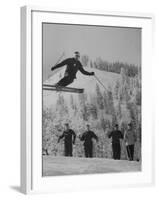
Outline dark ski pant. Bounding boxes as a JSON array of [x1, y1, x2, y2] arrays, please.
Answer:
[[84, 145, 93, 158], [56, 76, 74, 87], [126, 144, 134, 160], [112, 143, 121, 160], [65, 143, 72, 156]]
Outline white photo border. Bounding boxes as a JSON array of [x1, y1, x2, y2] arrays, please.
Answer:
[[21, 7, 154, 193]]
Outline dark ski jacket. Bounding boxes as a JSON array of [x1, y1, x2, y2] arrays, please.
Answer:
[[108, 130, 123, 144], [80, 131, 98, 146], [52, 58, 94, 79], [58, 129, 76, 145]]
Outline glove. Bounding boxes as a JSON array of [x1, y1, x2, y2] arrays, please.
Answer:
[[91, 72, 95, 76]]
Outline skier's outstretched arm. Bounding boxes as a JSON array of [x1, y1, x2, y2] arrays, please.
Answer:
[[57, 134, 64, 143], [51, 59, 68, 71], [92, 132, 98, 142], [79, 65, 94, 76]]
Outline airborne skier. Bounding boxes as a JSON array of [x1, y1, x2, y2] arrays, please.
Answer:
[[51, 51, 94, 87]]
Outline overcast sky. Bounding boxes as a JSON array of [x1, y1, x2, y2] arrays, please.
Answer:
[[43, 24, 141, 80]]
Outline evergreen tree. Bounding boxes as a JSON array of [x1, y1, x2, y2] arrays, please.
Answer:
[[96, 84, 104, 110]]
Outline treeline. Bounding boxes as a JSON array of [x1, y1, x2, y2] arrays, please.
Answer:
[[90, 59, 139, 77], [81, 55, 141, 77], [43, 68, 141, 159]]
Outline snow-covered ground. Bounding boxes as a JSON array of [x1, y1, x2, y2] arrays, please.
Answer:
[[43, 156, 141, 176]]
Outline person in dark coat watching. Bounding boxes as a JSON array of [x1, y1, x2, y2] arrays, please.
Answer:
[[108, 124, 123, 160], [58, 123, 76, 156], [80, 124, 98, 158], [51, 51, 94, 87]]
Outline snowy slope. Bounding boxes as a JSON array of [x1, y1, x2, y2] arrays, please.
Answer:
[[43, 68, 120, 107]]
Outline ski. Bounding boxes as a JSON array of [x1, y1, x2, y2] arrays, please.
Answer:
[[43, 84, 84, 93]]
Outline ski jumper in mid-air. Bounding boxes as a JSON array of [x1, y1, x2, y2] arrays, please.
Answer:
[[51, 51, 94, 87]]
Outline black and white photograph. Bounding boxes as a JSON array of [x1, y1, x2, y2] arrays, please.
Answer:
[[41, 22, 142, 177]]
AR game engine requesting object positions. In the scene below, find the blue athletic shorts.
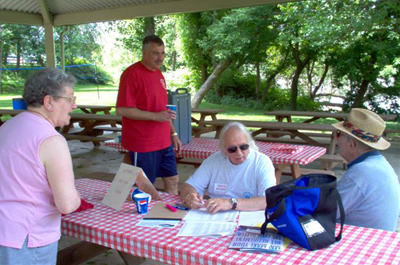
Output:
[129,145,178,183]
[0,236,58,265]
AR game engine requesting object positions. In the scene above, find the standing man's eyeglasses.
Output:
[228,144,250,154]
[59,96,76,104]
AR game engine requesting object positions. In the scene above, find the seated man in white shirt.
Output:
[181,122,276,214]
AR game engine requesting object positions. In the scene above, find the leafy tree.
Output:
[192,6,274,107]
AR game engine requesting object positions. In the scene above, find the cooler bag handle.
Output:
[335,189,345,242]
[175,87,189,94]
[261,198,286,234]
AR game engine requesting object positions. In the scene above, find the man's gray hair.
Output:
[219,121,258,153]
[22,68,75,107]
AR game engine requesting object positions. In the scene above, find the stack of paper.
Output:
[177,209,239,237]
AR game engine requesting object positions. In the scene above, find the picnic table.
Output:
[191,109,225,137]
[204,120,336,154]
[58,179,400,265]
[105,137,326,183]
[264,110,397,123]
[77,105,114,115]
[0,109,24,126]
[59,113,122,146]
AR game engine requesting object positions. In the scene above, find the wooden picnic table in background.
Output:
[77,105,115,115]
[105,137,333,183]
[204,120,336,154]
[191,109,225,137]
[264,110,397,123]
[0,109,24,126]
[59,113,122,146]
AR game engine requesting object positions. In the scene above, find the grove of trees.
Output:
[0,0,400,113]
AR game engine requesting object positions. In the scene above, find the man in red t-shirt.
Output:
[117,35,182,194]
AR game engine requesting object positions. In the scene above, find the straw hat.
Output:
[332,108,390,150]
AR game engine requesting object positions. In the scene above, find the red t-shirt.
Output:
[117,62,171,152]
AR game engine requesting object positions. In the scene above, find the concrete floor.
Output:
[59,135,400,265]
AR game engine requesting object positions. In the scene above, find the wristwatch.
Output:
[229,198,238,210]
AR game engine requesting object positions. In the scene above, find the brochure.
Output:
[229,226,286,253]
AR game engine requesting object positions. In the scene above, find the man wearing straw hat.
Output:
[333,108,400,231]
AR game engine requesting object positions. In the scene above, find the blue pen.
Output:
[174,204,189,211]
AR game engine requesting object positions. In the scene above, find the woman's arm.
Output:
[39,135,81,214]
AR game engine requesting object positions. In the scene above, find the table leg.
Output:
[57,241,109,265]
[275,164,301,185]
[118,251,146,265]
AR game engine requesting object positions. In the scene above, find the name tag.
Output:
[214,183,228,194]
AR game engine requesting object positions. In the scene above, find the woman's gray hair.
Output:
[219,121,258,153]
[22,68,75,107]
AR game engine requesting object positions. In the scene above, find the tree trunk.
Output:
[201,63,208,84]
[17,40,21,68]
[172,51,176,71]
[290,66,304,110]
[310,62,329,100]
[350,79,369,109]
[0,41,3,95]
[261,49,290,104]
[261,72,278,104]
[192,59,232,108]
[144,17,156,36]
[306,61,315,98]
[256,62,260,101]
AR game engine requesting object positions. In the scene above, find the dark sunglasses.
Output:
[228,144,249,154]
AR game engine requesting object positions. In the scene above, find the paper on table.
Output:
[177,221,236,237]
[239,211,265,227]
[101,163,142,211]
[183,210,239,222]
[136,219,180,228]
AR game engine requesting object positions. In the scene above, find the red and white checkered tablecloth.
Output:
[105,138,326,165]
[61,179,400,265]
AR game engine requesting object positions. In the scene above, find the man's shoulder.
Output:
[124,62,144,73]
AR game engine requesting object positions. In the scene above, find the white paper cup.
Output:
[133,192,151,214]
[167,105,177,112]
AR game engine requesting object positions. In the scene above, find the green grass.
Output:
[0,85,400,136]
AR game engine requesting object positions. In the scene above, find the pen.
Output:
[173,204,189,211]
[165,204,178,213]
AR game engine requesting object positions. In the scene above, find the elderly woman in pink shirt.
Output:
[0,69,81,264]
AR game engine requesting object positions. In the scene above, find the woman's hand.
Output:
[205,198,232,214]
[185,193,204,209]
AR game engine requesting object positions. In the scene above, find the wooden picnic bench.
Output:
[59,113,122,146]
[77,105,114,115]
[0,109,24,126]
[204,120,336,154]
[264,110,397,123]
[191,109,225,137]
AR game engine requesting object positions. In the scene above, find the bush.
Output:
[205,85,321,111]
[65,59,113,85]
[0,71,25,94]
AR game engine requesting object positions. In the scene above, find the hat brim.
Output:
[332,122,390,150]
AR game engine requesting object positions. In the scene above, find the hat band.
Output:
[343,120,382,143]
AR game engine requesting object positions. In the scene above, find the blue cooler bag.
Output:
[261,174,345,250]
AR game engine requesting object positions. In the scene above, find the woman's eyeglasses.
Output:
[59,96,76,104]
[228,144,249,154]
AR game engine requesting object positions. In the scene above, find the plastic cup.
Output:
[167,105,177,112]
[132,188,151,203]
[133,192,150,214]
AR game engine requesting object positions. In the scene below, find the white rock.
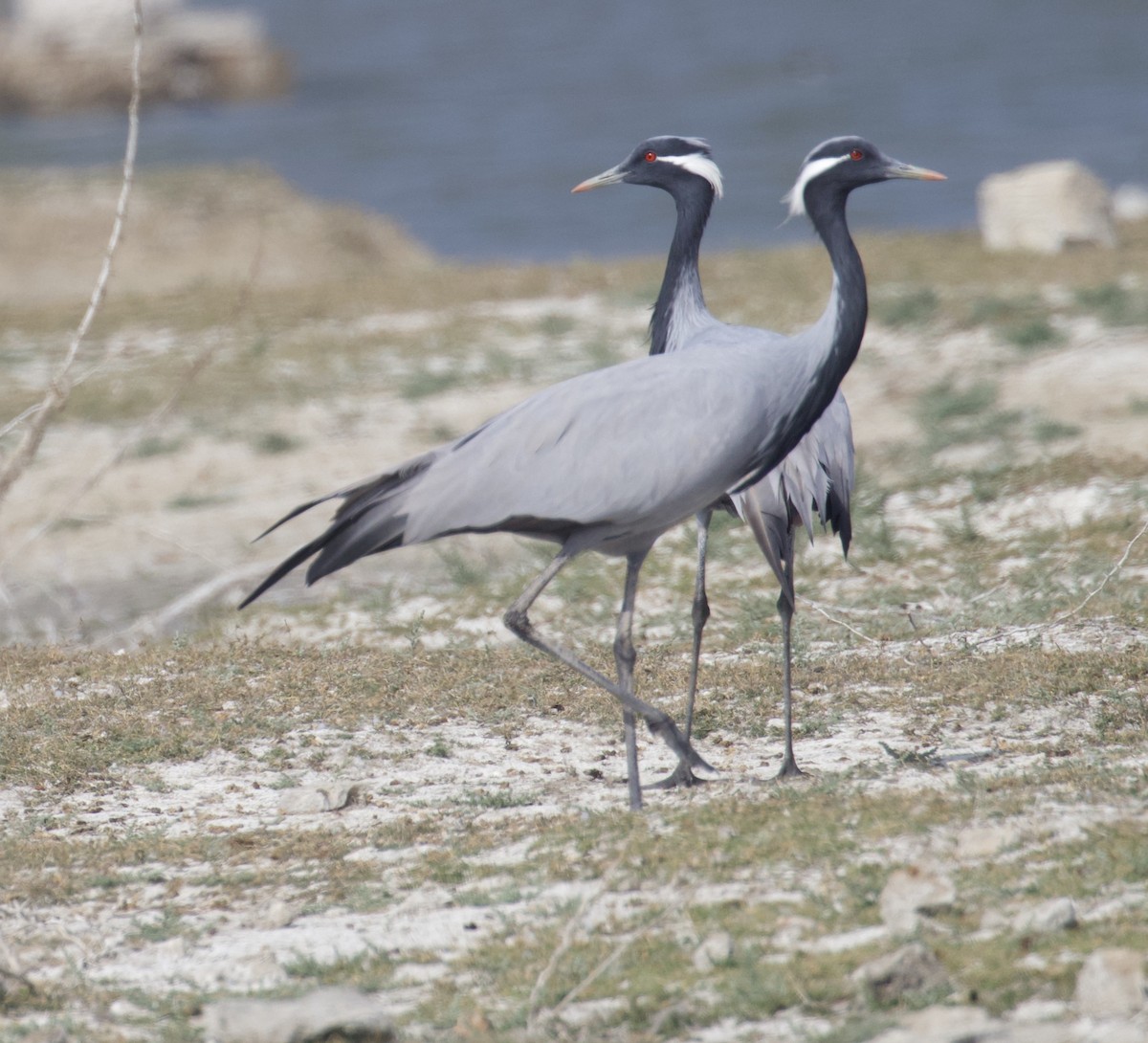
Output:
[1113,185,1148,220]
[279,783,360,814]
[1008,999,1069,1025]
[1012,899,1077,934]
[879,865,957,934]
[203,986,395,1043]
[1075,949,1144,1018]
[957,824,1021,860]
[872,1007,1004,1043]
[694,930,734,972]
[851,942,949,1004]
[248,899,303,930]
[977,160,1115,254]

▶ **Required task**
Can you reproduce the part that opens with the line containing "the leafy tree." and closes with the line containing "[118,251,146,265]", swapping "picnic table" for "park bench" and leaving everything else unchanged?

▶ **Finished task**
AR game engine requesting object positions. In the scene above, find the leafy tree.
Output:
[192,6,274,107]
AR game engine requesting object positions. In the scene above, find the cooler bag handle.
Output:
[335,189,345,242]
[175,87,189,94]
[261,198,286,234]
AR game engine requesting object positions. In the scene above, find the man's gray hair.
Output:
[219,121,258,153]
[22,68,75,107]
AR game engine requesting object positions. In the scene above, find the stack of paper.
Output:
[177,209,239,237]
AR game engine requesting object positions. In the scene above, find the park bench.
Output:
[191,109,225,137]
[204,120,336,154]
[58,179,400,265]
[105,137,326,183]
[264,110,397,123]
[77,105,114,115]
[0,109,24,126]
[59,113,122,146]
AR game engine requesting object positions. In the scene above, find the wooden park bench in background.
Output:
[77,105,115,115]
[105,137,333,183]
[204,120,336,154]
[191,109,225,137]
[264,110,397,123]
[0,109,24,126]
[59,113,122,146]
AR game engine requesting object positions. In the scene above, find the grove of trees.
Output:
[0,0,400,113]
AR game engine requesting object positions. In the scene above, find the man in red t-shirt.
Output:
[117,35,182,194]
AR game engine requesting object positions. In the scene above, find the straw hat.
Output:
[332,108,390,150]
AR game engine requesting object positions. In the scene above, find the red t-shirt.
Output:
[117,62,171,152]
AR game engine requesting object positions. In the scene above, find the concrete floor.
Output:
[59,135,400,265]
AR game engine requesting object positions. In the scene above, find the wristwatch.
Output:
[229,198,238,210]
AR game engine requesting object positions. In the scene above, find the brochure.
Output:
[229,226,286,253]
AR game engine requesting object positions. In the scene above, find the man wearing straw hat.
Output:
[333,108,400,231]
AR game engine requesting object positions. In the scene above, find the blue pen.
Output:
[174,204,189,211]
AR game engine requesting object positions. In the scene above, find the woman's arm.
Output:
[39,135,81,214]
AR game engine requesting object positions. In the scene above, find the table leg.
Output:
[57,241,109,265]
[275,164,301,185]
[118,251,146,265]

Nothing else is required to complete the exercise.